_Extract provided_
The more you run, the more you realize that overuse injuries are imminent. Plantars fasciitis, runner’s knee, tight IT bands, tight hip flexors, weak glutes, shin splints, piriformis and TFL woes, Achilles woes, tendonitis and tendosis (if you don’t listen to your Physical Therapist), fractures, breaks, and pulled muscles OH MY. Running injuries are the worst and the best way to treat running injuries is to prevent them in the first place. That means building mileage slowly, strength training at least 2 days a week to strengthen weak areas (I’m looking at you hips!), recovering well, understanding how to train with your female physiology (the difference between how you recover in your low hormone phase and high hormone phase OR, if you’re peri or post-menopausal, understanding the importance of more recovery days), and then utilizing recovery tools to help your muscles pre and post-exercise. (I know, there were a ton of words in that paragraph that you might not know. Deep breath. Don’t worry. You don’t need to understand everything yet. Just keep reading.)
If you’re a runner looking for recovery tools to help you stay injury-free and run strong, here are 5 recovery tools that every runner should have.
Foam Roller –
WHY DO WE FOAM ROLL? I Googled it whenever my physical therapist told me to do it, I’m sure you have too. I’m a visual person so I’m going to explain what happens when we foam roll with a visual. In the book Anatomy for Runners by Jay Dicharry, MPT, SCS, he uses a box of straws as an example. Imagine thousands of straws all aligned the same way, standing upright. Together, they can hold a lot of weight because your weight is distributed evenly amongst them. But imagine that same group of straws thrown on the floor. Now, they aren’t all aligned the same way. If you were to try to stand on them, they’d collapse because your weight isn’t distributed evenly. Your muscles are long fibers like the straws. When we run or work out, we’re stressing our bodies and tiny rips happen in our muscles and connective tissues. If you don’t foam roll or break up the adhesions that occur when your body tries to repair, you’ll end up with scar tissue which limits your mobility which looks a lot like the straws thrown every which way. But when you foam roll or do soft-tissue work, you help your muscles regrow the way they’re supposed to (looking like the straws standing upright). When they do, they can hold more pressure, work the way they’re supposed to, and you stay injury-free. Does that make sense? This is why we foam roll, get massages, and use many of the recovery tools listed below.(Not sure how to foam roll? Check out Coach Amanda’s “How To Foam Roll” series available to members of the Badass Lady Gang training team and training experiences.
Lacrosse Ball –
Just like a foam roller, a lacrosse ball can help break up fascia in your feet or muscles to target adhesions and help your muscles recover. It’s cheap, efficient, and a must-have (and must use!) item for every runner.

_Problems to work on_
A - Decide whether each statement agrees with the article on runners' recovery tools. Answer yes or no for each and quote the words of the article that settle it. (i) The article recommends strength training at least two days a week. (ii) The box-of-straws example comes from the book Anatomy for Runners. (iii) The article calls a lacrosse ball an expensive item.
B - In the article on runners' recovery tools, what results if you don't foam roll or break up the adhesions that occur when the body tries to repair?
C - Continue the article on runners' recovery tools from its final sentence.
The records below come from a separate source and are unrelated to the article.

_The data_
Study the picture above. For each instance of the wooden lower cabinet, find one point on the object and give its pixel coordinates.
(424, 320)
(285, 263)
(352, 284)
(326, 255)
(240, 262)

_Responses to the exercise_
A -
(i) Yes: "strength training at least 2 days a week to strengthen weak areas"
(ii) Yes: "In the book Anatomy for Runners by Jay Dicharry, MPT, SCS, he uses a box of straws as an example."
(iii) No: "It’s cheap, efficient, and a must-have (and must use!) item for every runner."

B - You end up with scar tissue, which limits your mobility.

C -
VooDoo Band –
Compression is a valuable tool in your running toolbelt. Voodoo Bands work by first constricting blood to an area and then pushing oxygen and nutrient-rich blood into the area to aid in recovery. Let’s say your calves are overused, under recovered, and hard as rocks. They hurt when you run and foam roll. Compression can help the recovery process. In this instance, you’d use a VooDoo band on your calf before moving your muscles in the same way as you would when you’re running. Maybe you’d do some calf raises or squats, and then you walk around. Then, you take off the voodoo band and walk around. Compression, coupled with soft-tissue work will help mobilize scar tissue so that you can get your mobility back.
Calf Rocker –
The calf rocker is the cheaper alternative to a calf board and a great way to stretch your calves.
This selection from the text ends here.